#### WHAT YOU WILL DO
Extract all of the data below, reproducing every line without alteration.

(Excerpts from a detection dataset)
----------

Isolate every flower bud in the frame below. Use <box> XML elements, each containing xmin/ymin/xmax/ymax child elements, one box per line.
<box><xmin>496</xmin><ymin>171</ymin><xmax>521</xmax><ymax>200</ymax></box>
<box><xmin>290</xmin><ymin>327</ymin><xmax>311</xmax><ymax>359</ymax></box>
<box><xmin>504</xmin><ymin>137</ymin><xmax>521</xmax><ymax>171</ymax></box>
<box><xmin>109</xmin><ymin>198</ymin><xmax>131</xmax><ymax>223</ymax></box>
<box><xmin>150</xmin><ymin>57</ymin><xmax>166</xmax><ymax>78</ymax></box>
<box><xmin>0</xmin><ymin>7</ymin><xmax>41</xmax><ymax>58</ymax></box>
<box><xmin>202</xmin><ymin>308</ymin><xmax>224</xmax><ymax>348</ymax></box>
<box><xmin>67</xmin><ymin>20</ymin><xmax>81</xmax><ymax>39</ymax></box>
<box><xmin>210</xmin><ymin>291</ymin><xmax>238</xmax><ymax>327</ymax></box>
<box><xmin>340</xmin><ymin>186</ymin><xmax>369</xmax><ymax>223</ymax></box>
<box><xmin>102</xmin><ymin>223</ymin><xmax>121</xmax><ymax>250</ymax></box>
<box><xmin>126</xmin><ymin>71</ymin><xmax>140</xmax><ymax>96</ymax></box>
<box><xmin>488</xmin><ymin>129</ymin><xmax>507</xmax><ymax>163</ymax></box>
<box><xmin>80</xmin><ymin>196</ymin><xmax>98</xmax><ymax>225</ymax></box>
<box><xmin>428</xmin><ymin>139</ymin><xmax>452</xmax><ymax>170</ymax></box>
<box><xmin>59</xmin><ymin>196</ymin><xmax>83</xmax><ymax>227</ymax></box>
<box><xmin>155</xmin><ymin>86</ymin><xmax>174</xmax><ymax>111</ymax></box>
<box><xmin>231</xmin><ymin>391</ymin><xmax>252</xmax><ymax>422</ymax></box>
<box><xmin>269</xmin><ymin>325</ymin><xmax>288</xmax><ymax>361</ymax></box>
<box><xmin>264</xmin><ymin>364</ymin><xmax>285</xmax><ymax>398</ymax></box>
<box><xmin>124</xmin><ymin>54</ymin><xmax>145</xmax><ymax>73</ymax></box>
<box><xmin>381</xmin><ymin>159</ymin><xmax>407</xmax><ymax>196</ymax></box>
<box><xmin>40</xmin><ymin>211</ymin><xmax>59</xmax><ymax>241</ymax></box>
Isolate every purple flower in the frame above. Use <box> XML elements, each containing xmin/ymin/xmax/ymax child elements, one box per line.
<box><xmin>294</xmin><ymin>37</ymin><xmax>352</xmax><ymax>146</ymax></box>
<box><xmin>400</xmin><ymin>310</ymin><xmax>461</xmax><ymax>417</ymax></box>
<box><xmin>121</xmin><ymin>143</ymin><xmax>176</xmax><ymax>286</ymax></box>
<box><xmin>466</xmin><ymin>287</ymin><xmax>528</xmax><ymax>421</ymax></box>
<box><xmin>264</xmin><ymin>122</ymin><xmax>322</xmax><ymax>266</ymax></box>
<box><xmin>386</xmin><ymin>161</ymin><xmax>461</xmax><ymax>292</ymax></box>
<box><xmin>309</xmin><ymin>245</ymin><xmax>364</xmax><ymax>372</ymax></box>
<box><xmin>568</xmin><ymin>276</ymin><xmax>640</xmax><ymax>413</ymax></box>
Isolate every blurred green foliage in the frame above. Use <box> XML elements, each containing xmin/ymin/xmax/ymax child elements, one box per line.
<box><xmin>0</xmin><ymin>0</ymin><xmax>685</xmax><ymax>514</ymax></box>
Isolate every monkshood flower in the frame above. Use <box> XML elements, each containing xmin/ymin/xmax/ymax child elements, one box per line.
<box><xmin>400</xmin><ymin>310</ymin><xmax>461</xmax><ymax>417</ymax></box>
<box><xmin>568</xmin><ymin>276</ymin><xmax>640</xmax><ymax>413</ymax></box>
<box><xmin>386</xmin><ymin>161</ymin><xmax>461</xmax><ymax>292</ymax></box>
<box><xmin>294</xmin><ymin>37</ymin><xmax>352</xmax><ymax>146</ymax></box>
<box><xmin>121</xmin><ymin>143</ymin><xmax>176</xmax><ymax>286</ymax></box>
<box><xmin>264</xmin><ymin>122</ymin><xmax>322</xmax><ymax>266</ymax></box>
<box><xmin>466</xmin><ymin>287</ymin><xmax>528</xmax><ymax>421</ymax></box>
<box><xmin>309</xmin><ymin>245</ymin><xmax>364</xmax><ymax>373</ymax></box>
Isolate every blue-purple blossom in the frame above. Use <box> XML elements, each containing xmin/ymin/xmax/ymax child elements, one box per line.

----------

#### OUTPUT OF THE EXERCISE
Isolate every flower bud in the frame below. Use <box> XML elements, each containing xmin/ymin/xmax/ymax child elements, one box per line.
<box><xmin>496</xmin><ymin>171</ymin><xmax>521</xmax><ymax>200</ymax></box>
<box><xmin>290</xmin><ymin>327</ymin><xmax>311</xmax><ymax>359</ymax></box>
<box><xmin>504</xmin><ymin>137</ymin><xmax>521</xmax><ymax>171</ymax></box>
<box><xmin>109</xmin><ymin>198</ymin><xmax>131</xmax><ymax>223</ymax></box>
<box><xmin>150</xmin><ymin>57</ymin><xmax>166</xmax><ymax>78</ymax></box>
<box><xmin>0</xmin><ymin>7</ymin><xmax>41</xmax><ymax>58</ymax></box>
<box><xmin>202</xmin><ymin>308</ymin><xmax>224</xmax><ymax>348</ymax></box>
<box><xmin>67</xmin><ymin>20</ymin><xmax>81</xmax><ymax>39</ymax></box>
<box><xmin>210</xmin><ymin>291</ymin><xmax>238</xmax><ymax>327</ymax></box>
<box><xmin>340</xmin><ymin>186</ymin><xmax>369</xmax><ymax>223</ymax></box>
<box><xmin>102</xmin><ymin>223</ymin><xmax>121</xmax><ymax>250</ymax></box>
<box><xmin>126</xmin><ymin>71</ymin><xmax>140</xmax><ymax>96</ymax></box>
<box><xmin>488</xmin><ymin>129</ymin><xmax>507</xmax><ymax>163</ymax></box>
<box><xmin>80</xmin><ymin>196</ymin><xmax>98</xmax><ymax>225</ymax></box>
<box><xmin>428</xmin><ymin>139</ymin><xmax>452</xmax><ymax>170</ymax></box>
<box><xmin>59</xmin><ymin>196</ymin><xmax>83</xmax><ymax>227</ymax></box>
<box><xmin>155</xmin><ymin>86</ymin><xmax>174</xmax><ymax>111</ymax></box>
<box><xmin>231</xmin><ymin>391</ymin><xmax>252</xmax><ymax>422</ymax></box>
<box><xmin>269</xmin><ymin>325</ymin><xmax>288</xmax><ymax>361</ymax></box>
<box><xmin>264</xmin><ymin>364</ymin><xmax>285</xmax><ymax>398</ymax></box>
<box><xmin>124</xmin><ymin>54</ymin><xmax>145</xmax><ymax>73</ymax></box>
<box><xmin>381</xmin><ymin>159</ymin><xmax>407</xmax><ymax>196</ymax></box>
<box><xmin>40</xmin><ymin>211</ymin><xmax>59</xmax><ymax>241</ymax></box>
Isolate every purple flower in the frame above. Use <box> XML elements, each containing xmin/ymin/xmax/ymax child elements, one box per line.
<box><xmin>294</xmin><ymin>37</ymin><xmax>352</xmax><ymax>146</ymax></box>
<box><xmin>400</xmin><ymin>310</ymin><xmax>461</xmax><ymax>417</ymax></box>
<box><xmin>121</xmin><ymin>143</ymin><xmax>176</xmax><ymax>286</ymax></box>
<box><xmin>466</xmin><ymin>287</ymin><xmax>528</xmax><ymax>421</ymax></box>
<box><xmin>264</xmin><ymin>122</ymin><xmax>322</xmax><ymax>266</ymax></box>
<box><xmin>386</xmin><ymin>161</ymin><xmax>461</xmax><ymax>292</ymax></box>
<box><xmin>309</xmin><ymin>245</ymin><xmax>364</xmax><ymax>372</ymax></box>
<box><xmin>568</xmin><ymin>276</ymin><xmax>640</xmax><ymax>413</ymax></box>
Isolate every blurred green foliage in the frame above. Use <box> XML elements, each containing xmin/ymin/xmax/ymax child elements, one box per line.
<box><xmin>0</xmin><ymin>0</ymin><xmax>685</xmax><ymax>514</ymax></box>
Isolate every monkshood flower in the frame above. Use <box> XML elements, each containing xmin/ymin/xmax/ymax child elements, one box per line.
<box><xmin>400</xmin><ymin>310</ymin><xmax>461</xmax><ymax>417</ymax></box>
<box><xmin>568</xmin><ymin>276</ymin><xmax>640</xmax><ymax>413</ymax></box>
<box><xmin>386</xmin><ymin>161</ymin><xmax>461</xmax><ymax>292</ymax></box>
<box><xmin>294</xmin><ymin>37</ymin><xmax>352</xmax><ymax>146</ymax></box>
<box><xmin>121</xmin><ymin>143</ymin><xmax>176</xmax><ymax>286</ymax></box>
<box><xmin>264</xmin><ymin>122</ymin><xmax>322</xmax><ymax>266</ymax></box>
<box><xmin>466</xmin><ymin>287</ymin><xmax>528</xmax><ymax>421</ymax></box>
<box><xmin>309</xmin><ymin>245</ymin><xmax>364</xmax><ymax>373</ymax></box>
Isolate every blue-purple blossom in the frame above. Use <box> XML elements, each containing xmin/ymin/xmax/ymax child elements, one box per line.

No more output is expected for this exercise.